PROVIDED PASSAGE ▸

* * *

Personal Finance: How to strike a balance when helping family

How to strike a balance when helping family. PHOTO| FOTOSEARCH

What you need to know:

  • This African thing of not counting our coins also has us approaching money as a taboo topic
  • We’re shameful when we’re drowning in debt, we struggle silently when purse strings are tightened and expend too much energy maintaining appearances

It is a general rule amongst us Africans that we shouldn’t ‘count’ our wealth. It’s frowned upon to quantify what we own by attaching quantities to it. So we don’t count our children. Or our wives. Neither our cows or the poor chicken. Not even the acreage of our land. We rather talk about the ‘blessings’ of owning such wealth and say things like, ‘I’ve been blessed with many children. Or, ‘My shamba goes as far as my eyes can see – I am blessed.’

(Oh, forgive me, where are my manners? You and I haven’t kicked it back in a year. How have you been? Me? I’m doing swell! Thrilled to be back in this space. I was away mothering as I watched the theatrics of the pandemics from the comfort of my living room. Like anyone else out there, I’ve smelled the roses while getting pricked by the thorns amongst these bushes.)

* * *

RECORDS SUPPLIED ▸
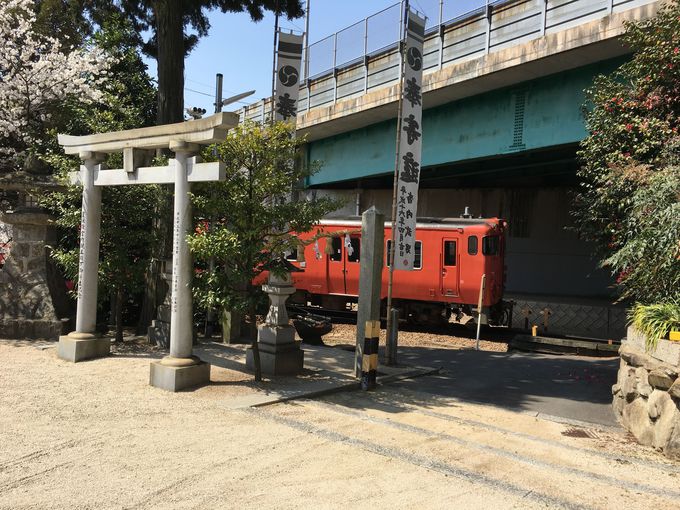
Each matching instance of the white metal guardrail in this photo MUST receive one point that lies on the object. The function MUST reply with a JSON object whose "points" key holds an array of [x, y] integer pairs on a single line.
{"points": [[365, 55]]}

* * *

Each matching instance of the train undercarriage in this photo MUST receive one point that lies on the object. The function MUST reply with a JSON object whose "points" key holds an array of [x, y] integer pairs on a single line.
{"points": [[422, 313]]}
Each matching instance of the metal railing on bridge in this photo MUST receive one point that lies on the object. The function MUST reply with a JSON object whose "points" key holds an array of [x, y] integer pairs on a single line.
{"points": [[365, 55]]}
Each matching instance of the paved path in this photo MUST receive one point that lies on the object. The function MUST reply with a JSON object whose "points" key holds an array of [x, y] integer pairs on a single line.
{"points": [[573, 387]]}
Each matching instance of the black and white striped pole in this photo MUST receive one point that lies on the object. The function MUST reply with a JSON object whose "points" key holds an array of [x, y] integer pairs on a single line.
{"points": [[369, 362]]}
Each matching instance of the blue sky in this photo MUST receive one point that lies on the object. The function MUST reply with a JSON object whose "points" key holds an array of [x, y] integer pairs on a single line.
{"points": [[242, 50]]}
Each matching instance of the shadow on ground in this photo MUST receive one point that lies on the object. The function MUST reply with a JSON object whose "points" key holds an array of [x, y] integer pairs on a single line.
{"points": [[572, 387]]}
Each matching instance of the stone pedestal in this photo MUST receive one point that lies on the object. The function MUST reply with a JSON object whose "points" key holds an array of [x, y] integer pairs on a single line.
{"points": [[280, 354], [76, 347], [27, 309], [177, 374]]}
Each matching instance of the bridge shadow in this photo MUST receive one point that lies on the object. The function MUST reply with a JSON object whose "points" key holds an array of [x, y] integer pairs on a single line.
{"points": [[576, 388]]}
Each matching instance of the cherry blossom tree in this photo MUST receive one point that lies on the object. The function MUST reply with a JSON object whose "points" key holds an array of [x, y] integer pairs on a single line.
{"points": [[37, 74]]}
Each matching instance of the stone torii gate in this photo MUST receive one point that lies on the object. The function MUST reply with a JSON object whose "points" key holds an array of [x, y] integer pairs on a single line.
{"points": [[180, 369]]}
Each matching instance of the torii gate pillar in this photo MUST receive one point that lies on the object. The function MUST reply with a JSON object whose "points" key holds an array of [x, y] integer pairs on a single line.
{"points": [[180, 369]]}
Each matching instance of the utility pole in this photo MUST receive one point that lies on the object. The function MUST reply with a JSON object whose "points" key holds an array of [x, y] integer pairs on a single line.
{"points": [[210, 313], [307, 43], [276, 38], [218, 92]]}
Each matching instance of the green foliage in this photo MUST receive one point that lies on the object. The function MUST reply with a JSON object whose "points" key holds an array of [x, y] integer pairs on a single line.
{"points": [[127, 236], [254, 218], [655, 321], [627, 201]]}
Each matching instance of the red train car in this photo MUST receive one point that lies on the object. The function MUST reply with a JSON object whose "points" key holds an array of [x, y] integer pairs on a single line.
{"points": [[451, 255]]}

* * *

WHAT THE TASK REQUIRES ▸
According to the personal finance column, what do Africans talk about instead of counting their wealth? The lines above are separate material and have no connection to the personal finance column.

SOLVED EXERCISE ▸
They talk about the "blessings" of owning such wealth.